WHAT THE EXERCISE ASKS:
Write out the lines below word for word, leaving the pictures out of your answer.

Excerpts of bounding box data

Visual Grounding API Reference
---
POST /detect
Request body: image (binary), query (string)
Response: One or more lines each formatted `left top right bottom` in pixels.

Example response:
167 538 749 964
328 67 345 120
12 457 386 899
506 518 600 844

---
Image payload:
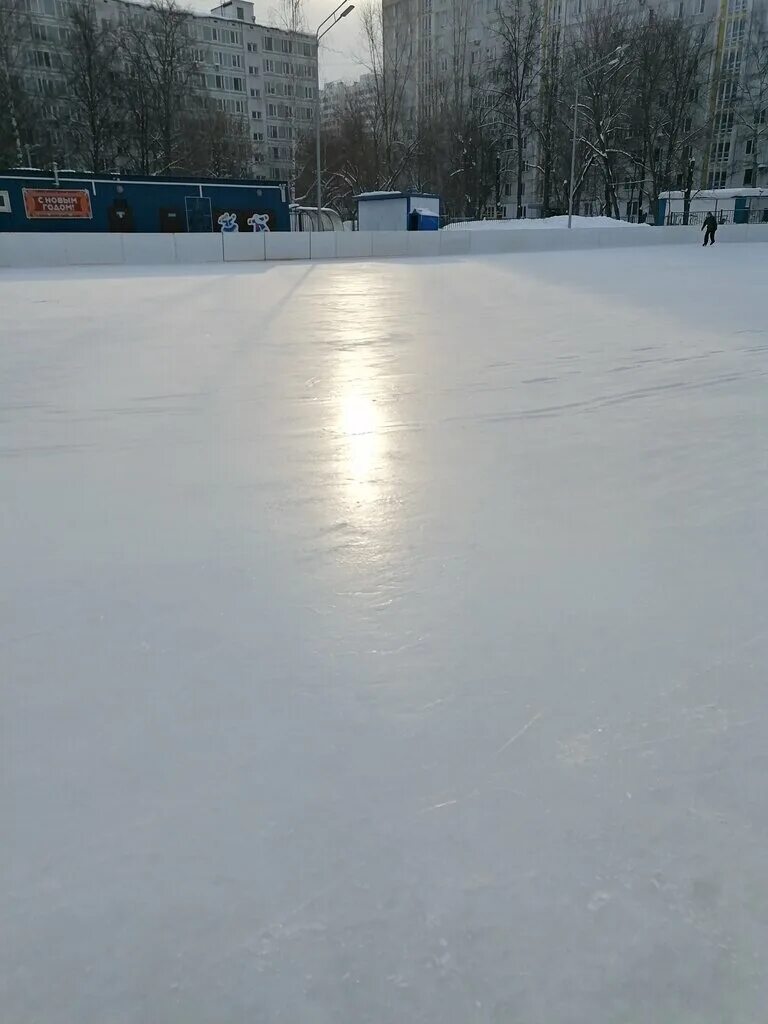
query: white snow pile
443 216 647 231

COMPLETE OUTPUT:
Visual Grounding API Reference
---
POST /detect
Request body: image (binary), query (string)
Response: One or more lines each formatted `left top right bottom` in pixels.

Example response:
167 538 749 964
328 67 345 120
12 457 386 899
506 518 600 844

---
Image payload:
query: white snow pile
443 216 647 231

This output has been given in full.